TASK TO COMPLETE:
The line containing "of the granite" marks the start of the required copy, which runs to the final line of the entries; return those lines exactly, without any pictures.

Rows from a pointing dataset:
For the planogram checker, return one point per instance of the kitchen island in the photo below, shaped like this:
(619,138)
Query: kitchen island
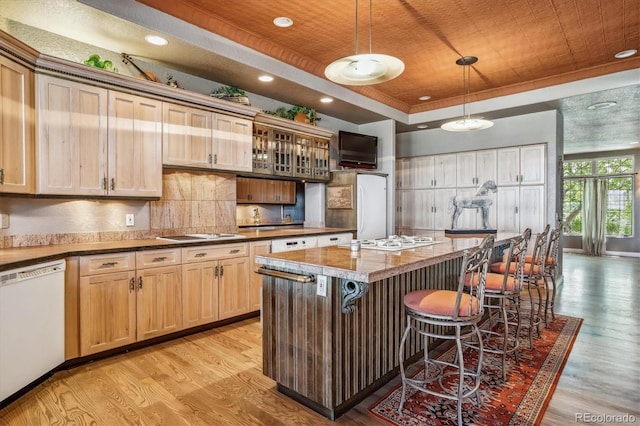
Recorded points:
(333,318)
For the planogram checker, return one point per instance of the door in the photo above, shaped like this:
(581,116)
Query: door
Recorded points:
(186,136)
(466,169)
(442,214)
(371,206)
(135,146)
(444,171)
(159,301)
(199,293)
(107,311)
(232,140)
(255,291)
(234,285)
(507,208)
(17,140)
(72,137)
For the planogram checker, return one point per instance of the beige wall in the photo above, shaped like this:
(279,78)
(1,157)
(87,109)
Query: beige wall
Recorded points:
(192,202)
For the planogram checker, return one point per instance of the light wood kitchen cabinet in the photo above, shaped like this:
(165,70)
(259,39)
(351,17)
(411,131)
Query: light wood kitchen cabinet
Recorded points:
(186,136)
(232,143)
(257,248)
(109,142)
(71,137)
(524,165)
(215,282)
(158,293)
(17,132)
(134,146)
(120,304)
(107,302)
(265,191)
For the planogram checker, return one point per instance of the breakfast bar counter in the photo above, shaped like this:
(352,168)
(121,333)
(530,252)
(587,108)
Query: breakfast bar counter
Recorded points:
(333,318)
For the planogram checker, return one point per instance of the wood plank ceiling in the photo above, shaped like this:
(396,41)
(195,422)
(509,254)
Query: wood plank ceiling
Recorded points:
(521,44)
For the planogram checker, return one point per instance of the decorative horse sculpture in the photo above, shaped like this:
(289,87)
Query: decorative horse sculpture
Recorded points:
(478,201)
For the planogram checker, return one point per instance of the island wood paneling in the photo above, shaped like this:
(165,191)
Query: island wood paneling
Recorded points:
(330,360)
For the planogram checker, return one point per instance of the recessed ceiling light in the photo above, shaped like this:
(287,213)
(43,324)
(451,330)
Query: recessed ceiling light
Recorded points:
(602,105)
(283,22)
(157,40)
(626,53)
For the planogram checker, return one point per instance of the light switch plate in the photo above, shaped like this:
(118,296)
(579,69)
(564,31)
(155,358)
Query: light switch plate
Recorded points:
(322,285)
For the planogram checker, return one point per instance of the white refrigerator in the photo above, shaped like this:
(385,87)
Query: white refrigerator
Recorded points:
(358,200)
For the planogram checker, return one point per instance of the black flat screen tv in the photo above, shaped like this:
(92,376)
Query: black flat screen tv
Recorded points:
(357,151)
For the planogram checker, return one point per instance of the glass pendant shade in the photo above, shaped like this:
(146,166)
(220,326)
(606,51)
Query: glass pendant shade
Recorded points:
(466,123)
(366,68)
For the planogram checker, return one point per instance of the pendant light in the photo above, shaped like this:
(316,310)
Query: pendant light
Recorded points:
(466,123)
(364,69)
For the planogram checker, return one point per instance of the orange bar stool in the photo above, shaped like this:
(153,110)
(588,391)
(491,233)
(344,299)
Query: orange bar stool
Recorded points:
(502,295)
(549,273)
(531,276)
(449,315)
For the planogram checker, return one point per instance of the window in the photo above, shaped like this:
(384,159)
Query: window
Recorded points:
(618,173)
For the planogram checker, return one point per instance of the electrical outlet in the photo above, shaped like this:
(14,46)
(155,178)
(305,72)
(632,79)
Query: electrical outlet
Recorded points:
(4,218)
(322,285)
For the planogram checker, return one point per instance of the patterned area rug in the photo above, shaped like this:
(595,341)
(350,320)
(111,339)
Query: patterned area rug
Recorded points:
(522,400)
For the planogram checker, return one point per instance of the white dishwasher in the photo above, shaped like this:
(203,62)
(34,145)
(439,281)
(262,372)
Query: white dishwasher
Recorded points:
(31,324)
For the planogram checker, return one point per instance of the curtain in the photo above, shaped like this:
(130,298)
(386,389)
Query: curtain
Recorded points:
(594,211)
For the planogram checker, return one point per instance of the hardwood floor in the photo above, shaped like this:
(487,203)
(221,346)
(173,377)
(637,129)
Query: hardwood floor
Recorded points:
(215,377)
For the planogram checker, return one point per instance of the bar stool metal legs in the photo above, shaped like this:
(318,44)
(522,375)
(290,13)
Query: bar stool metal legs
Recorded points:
(449,315)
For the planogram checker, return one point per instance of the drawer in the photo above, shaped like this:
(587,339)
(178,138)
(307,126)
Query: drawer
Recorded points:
(104,263)
(153,258)
(222,251)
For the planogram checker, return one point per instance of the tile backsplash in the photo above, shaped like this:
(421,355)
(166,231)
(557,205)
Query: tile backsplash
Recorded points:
(192,202)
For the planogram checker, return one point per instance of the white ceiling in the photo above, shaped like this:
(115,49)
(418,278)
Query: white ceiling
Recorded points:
(195,51)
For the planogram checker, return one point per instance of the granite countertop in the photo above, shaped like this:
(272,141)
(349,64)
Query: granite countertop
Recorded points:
(369,265)
(24,256)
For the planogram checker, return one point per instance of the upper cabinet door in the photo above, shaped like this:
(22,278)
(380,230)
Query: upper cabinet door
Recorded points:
(17,174)
(135,146)
(445,171)
(486,166)
(466,175)
(71,137)
(232,143)
(186,136)
(532,164)
(508,166)
(421,172)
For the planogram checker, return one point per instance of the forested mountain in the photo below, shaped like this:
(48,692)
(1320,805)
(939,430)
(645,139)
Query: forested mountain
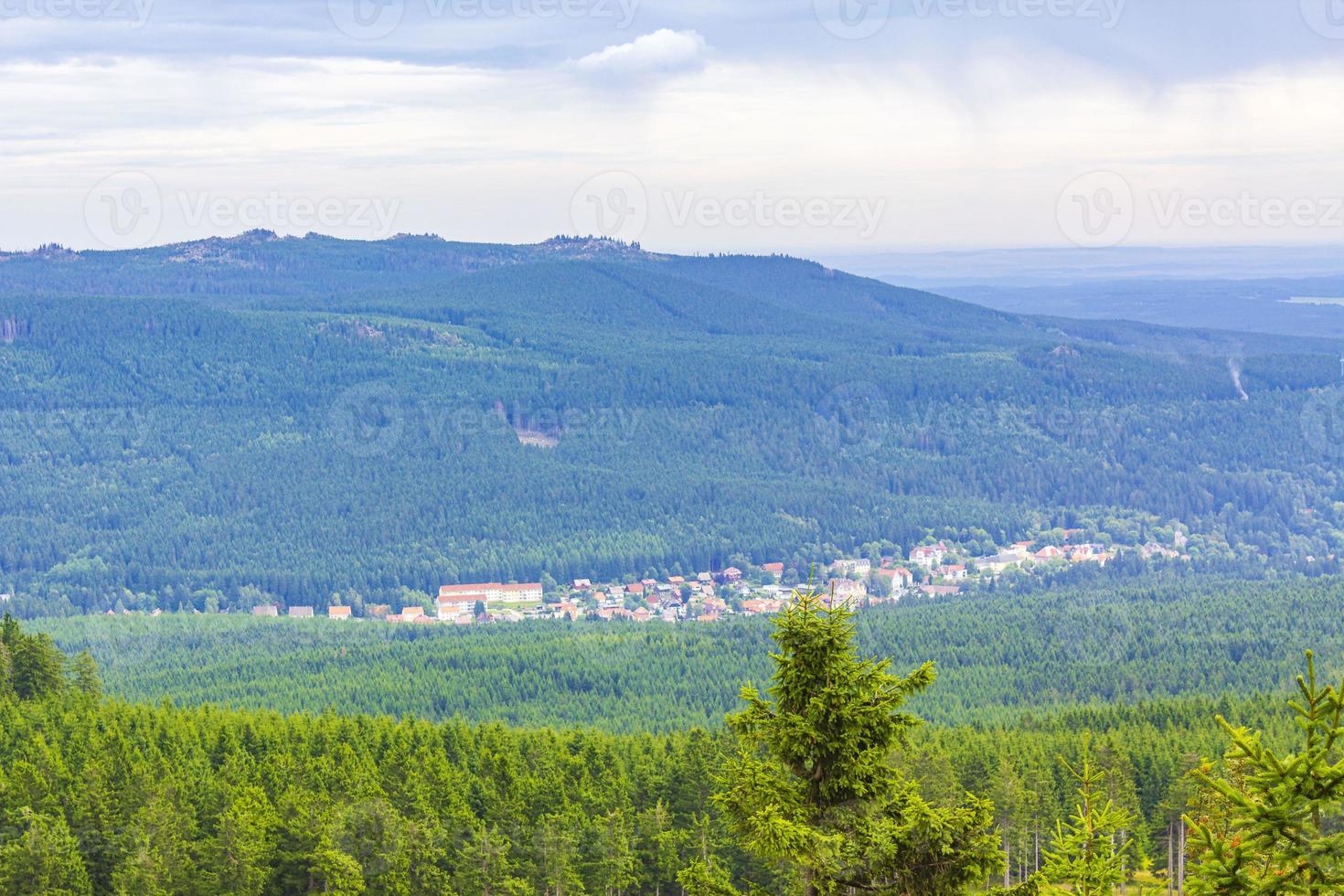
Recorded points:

IN RESPONSE:
For the planogram checker, return one point per instance of the granite countertop in the photo above, shaped like this:
(272,141)
(349,64)
Query: granite countertop
Recorded points:
(369,265)
(24,256)
For the planogram checker, return one point per instance of the upper cabinet door in the photo above, shaped like this:
(22,278)
(380,230)
Query: upper cabinet door
Recorded points:
(17,174)
(135,146)
(445,171)
(486,166)
(466,175)
(71,137)
(232,143)
(186,136)
(532,164)
(508,166)
(421,172)
For the planogram checker, return one point per instance of the forested mountain in the photo below, shaped like this:
(48,692)
(1320,805)
(939,430)
(645,139)
Query: forested mountain
Recorded points:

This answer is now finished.